**Directions for this task**
Copy whichever lines of the data hold the word "marker".
[[ Data in this exercise, beginning ]]
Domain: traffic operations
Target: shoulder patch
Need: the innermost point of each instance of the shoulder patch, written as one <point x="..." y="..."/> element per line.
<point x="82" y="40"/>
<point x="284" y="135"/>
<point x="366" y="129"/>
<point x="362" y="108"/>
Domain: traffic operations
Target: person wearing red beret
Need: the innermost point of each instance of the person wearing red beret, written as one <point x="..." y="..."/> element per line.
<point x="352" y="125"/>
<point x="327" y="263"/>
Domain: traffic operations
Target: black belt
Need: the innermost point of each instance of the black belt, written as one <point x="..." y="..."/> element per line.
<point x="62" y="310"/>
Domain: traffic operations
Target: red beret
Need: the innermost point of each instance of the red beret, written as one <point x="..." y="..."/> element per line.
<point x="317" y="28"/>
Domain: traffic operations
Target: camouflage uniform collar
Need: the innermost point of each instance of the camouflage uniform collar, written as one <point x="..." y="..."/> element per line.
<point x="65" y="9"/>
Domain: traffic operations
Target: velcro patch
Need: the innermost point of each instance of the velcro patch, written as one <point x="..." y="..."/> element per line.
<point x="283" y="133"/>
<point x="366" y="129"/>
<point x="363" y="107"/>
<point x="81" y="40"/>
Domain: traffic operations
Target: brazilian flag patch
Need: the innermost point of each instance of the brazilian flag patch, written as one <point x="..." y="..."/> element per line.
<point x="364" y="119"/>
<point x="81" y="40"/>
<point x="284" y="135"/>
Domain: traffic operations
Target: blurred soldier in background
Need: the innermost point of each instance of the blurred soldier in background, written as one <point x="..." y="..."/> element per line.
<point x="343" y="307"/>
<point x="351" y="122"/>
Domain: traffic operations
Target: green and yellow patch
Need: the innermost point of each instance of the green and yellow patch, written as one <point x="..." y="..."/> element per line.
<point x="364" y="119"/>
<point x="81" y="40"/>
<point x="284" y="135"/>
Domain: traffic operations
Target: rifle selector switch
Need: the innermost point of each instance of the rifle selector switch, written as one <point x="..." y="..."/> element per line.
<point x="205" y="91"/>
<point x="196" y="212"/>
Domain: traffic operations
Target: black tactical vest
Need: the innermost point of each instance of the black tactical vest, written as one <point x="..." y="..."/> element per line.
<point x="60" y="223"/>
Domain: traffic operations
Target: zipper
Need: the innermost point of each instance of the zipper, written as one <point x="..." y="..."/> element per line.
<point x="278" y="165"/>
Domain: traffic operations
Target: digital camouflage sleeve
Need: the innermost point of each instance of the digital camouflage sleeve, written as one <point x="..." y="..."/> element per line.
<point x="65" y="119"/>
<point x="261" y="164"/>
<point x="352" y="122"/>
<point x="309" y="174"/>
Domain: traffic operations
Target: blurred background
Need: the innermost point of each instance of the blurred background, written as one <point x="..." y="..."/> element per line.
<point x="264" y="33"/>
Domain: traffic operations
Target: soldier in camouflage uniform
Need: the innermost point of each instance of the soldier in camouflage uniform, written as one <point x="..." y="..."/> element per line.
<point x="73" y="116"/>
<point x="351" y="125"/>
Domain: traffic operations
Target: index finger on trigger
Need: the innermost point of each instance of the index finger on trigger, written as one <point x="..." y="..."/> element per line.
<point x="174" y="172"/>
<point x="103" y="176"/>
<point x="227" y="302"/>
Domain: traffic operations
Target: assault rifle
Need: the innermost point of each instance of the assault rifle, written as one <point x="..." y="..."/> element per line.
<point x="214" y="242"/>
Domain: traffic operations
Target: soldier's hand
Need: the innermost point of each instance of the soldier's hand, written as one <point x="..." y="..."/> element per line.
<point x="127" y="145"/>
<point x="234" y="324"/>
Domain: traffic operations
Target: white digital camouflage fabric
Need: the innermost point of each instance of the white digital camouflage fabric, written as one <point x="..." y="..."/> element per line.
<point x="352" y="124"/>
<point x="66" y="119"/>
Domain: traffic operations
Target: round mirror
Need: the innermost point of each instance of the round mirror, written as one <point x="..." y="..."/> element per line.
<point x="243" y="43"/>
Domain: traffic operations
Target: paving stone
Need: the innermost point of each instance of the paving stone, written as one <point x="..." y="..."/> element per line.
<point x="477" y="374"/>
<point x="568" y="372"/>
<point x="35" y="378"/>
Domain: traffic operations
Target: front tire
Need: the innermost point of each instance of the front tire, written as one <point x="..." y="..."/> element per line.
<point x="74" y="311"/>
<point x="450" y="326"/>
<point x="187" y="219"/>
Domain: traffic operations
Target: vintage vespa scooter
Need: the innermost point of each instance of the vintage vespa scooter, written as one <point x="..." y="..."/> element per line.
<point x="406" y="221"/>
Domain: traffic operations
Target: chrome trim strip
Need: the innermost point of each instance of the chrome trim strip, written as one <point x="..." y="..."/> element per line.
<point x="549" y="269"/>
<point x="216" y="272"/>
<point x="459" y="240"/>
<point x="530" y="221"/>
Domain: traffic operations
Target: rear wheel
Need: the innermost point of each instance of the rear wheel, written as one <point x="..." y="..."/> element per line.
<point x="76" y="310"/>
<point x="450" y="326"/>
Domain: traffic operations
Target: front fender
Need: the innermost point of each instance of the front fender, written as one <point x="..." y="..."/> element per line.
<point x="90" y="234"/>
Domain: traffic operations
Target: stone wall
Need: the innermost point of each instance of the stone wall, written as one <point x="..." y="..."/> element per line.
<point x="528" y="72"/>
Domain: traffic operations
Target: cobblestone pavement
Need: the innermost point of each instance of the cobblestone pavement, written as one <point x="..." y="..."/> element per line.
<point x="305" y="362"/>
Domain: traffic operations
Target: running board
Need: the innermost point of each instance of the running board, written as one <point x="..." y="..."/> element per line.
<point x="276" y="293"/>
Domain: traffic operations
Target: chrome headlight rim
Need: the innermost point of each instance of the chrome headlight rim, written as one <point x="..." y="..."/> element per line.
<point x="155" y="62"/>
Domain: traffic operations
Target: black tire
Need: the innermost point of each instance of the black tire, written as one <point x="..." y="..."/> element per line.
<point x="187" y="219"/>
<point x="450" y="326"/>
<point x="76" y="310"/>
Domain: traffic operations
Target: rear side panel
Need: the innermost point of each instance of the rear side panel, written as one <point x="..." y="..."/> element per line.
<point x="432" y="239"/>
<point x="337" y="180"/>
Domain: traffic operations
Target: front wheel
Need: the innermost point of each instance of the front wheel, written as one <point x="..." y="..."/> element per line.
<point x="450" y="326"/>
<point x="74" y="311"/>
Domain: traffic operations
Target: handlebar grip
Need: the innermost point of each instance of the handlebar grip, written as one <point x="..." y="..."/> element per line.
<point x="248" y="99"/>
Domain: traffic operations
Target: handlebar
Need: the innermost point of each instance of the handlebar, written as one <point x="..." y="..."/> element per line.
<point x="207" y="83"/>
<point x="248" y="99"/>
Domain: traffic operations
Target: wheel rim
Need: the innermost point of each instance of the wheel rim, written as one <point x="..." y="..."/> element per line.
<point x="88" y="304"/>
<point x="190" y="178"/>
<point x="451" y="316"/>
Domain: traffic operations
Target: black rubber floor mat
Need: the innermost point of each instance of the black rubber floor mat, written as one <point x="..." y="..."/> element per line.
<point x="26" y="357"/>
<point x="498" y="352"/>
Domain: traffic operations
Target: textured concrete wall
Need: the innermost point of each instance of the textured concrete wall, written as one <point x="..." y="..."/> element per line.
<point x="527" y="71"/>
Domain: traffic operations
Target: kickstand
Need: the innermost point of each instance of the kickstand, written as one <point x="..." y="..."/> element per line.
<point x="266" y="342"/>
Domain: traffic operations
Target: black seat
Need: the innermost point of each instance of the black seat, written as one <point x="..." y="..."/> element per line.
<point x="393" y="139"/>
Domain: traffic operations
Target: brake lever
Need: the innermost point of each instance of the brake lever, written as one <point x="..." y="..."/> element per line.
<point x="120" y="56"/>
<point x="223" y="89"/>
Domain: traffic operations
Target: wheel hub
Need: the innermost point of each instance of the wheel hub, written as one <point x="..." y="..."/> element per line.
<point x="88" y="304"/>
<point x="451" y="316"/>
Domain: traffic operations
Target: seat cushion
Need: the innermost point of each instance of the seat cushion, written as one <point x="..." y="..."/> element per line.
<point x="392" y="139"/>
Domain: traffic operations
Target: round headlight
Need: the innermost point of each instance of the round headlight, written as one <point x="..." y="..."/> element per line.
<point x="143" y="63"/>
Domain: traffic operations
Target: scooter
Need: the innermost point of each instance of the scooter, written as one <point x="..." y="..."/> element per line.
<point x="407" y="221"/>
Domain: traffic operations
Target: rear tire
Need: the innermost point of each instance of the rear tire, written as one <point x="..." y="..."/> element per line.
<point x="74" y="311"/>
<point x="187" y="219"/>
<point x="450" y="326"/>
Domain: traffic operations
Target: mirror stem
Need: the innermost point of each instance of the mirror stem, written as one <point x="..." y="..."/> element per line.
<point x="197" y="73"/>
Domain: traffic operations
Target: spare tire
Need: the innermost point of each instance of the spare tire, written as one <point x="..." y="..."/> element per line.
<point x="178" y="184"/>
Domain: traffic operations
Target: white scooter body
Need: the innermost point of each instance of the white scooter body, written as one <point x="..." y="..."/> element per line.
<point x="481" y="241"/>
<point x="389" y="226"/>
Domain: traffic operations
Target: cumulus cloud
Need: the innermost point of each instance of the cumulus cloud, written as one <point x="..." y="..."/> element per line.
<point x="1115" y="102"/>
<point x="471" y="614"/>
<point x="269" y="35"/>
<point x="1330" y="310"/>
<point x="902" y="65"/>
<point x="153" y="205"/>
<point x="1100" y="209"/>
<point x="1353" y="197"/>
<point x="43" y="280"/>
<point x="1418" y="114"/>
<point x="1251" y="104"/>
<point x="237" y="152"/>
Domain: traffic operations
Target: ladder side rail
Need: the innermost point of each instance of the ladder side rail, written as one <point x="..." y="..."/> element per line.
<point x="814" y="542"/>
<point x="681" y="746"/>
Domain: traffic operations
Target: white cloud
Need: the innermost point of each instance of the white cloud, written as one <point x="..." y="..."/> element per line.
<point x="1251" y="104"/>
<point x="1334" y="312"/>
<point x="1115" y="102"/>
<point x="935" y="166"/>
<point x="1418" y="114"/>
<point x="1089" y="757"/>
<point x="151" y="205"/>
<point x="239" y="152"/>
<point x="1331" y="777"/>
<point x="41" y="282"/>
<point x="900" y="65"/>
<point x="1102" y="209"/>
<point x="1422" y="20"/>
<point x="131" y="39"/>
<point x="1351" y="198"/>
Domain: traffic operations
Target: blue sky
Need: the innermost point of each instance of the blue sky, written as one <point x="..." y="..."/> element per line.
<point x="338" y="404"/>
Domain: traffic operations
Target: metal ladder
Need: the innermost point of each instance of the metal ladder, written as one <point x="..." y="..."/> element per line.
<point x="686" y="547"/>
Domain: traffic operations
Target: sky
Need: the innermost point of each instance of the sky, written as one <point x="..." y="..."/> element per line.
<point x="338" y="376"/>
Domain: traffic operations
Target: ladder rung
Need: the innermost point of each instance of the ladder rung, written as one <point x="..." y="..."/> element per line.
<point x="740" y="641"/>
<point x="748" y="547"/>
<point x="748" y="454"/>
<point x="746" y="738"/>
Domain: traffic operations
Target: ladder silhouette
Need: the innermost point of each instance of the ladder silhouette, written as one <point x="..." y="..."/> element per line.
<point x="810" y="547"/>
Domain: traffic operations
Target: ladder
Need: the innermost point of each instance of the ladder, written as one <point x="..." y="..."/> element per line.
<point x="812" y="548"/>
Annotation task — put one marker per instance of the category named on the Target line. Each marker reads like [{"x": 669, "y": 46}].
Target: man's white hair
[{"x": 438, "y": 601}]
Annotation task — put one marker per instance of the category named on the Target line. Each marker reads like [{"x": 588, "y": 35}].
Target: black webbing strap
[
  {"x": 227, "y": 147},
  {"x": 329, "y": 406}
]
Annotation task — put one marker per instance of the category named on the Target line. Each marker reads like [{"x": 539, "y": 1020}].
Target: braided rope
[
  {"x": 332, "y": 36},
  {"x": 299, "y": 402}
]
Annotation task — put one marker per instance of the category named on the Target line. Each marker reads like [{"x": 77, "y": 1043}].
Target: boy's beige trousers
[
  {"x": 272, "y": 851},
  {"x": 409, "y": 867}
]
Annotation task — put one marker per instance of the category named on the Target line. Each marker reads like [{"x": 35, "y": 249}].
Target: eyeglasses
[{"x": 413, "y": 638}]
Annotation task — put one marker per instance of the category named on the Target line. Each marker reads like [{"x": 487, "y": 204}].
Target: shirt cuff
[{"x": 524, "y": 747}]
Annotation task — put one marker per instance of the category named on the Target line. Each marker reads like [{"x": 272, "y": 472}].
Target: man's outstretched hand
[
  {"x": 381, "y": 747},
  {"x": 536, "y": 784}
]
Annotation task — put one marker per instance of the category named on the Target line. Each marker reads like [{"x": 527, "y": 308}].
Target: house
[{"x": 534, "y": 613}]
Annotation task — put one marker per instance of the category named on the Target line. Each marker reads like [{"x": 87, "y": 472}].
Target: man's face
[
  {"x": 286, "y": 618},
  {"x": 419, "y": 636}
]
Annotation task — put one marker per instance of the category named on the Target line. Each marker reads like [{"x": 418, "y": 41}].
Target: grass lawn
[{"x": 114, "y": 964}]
[[ Data in this exercise, end ]]
**Answer space**
Annotation task — put one marker per instance of the category named on the Target line. Each marker reads like [{"x": 669, "y": 46}].
Annotation task — put one marker per instance of the category named on the Target line. Each marker reads like [{"x": 588, "y": 35}].
Annotation task — put one marker per instance of the category named on the Target line. Each marker reads like [{"x": 539, "y": 1020}].
Annotation task — put one marker per instance of the category named on the Target line. Each marker reads like [{"x": 77, "y": 1043}].
Annotation task — put one marker per instance of the category named on the Target line. Each marker reads like [{"x": 35, "y": 249}].
Annotation task — put one marker per instance of the category named on the Target line. Each marker reads like [{"x": 487, "y": 204}].
Annotation task — put one marker per instance of the category named on the Target line. Each marker reads like [{"x": 272, "y": 472}].
Annotation task — put one marker per instance of the category named on the Target line. Each marker reads like [{"x": 527, "y": 308}].
Annotation task — put one marker per instance of the category named on the Target line. Each marker reads like [{"x": 87, "y": 472}].
Annotation task — put one marker per instance of the category named on the Target line. Each marker reads like [{"x": 418, "y": 41}].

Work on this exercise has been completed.